Packing It In

Take a look at Perl's confusing, but important pack and unpack functions.
The other authors of the wildly popular Learning Perl book and I dropped a few things between the second and third editions of the tome, simply because we wanted to make room for a few more relevant topics. As Perl has matured, Perl users migrated from being primarily system administrators to traditional developers, authoring complete mission-critical applications, such as some of the code behind many of the websites that you visit frequent. One of the sections that didn’t make the cut was the section on the confusing, but important pack and unpack functions. This month, let’s take a look at this small corner of the Perl universe.

Bits and Pieces

The pack function turns Perl-managable data (numbers and strings) into a sequence of bits that might make sense to some external application. unpack generally goes in the other direction, taking a bag-of-bits from some hostile, real-world interface, and turning the parade of one’s and zeroes into nice strings and numbers for further processing.
The number of options for pack and unpack is dizzying. In fact, as I was researching this article, I realized that I hadn’t read the related documentation for a few Perl releases, and it seems that they’ve snuck in about twice as many features as when I last looked. Too bad a pack format isn’t quite Turing-complete, although I’m happy they aren’t self-aware, as regular expressions seem to have become.
The easiest way to get into how pack and unpack work is to dive right into it. Take for example, packing a character:
my $string = pack "CC", 65, 66;
If you print $string, you see an uppercase A followed by an uppercase B, presuming a nice ASCII environment and not something odd like EBCDIC. This pack invocation works similar to sprintf(): the first argument is a template, which defines how to interpret the remaining arguments, and the function returns the result.

··········

Parts of the exercise.
- 1) Answer these questions using the pack and unpack article:
(a) Which book dropped its section on pack and unpack between its second and third editions?
(b) What appears when $string from the sample code is printed in an ASCII environment?
(c) Which function does the author compare that pack invocation to?
- 2) Repeat word for word the part of the pack and unpack article that opens with the words containing "The number of" and closes with "returns the result.".
The listing is drawn from a source unrelated to the pack and unpack article.

Listed records.
··········

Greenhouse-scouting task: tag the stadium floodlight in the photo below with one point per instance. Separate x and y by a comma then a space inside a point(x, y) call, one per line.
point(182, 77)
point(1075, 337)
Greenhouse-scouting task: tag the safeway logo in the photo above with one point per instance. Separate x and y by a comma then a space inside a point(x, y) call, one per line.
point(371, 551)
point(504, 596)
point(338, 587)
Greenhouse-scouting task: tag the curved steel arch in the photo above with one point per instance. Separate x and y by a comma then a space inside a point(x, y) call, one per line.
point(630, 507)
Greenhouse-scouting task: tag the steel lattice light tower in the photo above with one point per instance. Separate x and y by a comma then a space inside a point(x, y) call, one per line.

··········

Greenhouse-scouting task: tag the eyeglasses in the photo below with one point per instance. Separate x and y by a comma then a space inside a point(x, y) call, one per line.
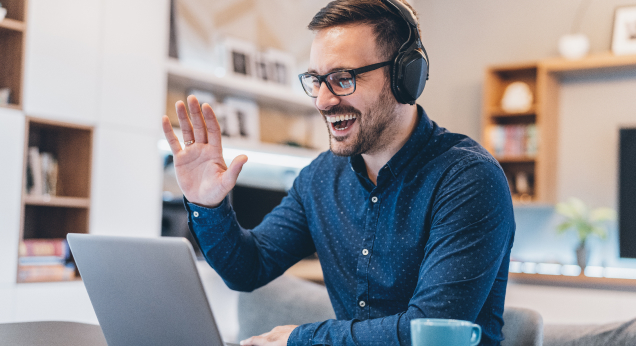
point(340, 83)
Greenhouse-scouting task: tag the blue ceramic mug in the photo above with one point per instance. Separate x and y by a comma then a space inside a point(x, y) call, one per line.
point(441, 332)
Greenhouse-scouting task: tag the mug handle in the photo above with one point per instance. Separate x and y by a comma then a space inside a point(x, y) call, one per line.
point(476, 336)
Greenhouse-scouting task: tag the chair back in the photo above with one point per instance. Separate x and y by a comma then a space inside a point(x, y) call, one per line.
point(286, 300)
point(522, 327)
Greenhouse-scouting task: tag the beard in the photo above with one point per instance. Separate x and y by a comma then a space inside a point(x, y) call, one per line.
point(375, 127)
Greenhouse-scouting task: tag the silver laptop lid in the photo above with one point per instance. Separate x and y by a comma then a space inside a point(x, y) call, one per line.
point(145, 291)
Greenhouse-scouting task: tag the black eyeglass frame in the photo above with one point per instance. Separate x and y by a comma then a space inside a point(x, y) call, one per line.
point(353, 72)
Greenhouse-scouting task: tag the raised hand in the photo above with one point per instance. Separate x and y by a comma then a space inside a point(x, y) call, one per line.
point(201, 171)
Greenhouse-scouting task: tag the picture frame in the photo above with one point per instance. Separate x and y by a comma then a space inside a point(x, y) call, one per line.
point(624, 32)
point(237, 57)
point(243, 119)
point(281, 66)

··········

Answers to the exercise.
- 1)
(a) Learning Perl
(b) An uppercase A followed by an uppercase B
(c) sprintf()

- 2)
The number of options for pack and unpack is dizzying. In fact, as I was researching this article, I realized that I hadn’t read the related documentation for a few Perl releases, and it seems that they’ve snuck in about twice as many features as when I last looked. Too bad a pack format isn’t quite Turing-complete, although I’m happy they aren’t self-aware, as regular expressions seem to have become.
The easiest way to get into how pack and unpack work is to dive right into it. Take for example, packing a character:
my $string = pack "CC", 65, 66;
If you print $string, you see an uppercase A followed by an uppercase B, presuming a nice ASCII environment and not something odd like EBCDIC. This pack invocation works similar to sprintf(): the first argument is a template, which defines how to interpret the remaining arguments, and the function returns the result.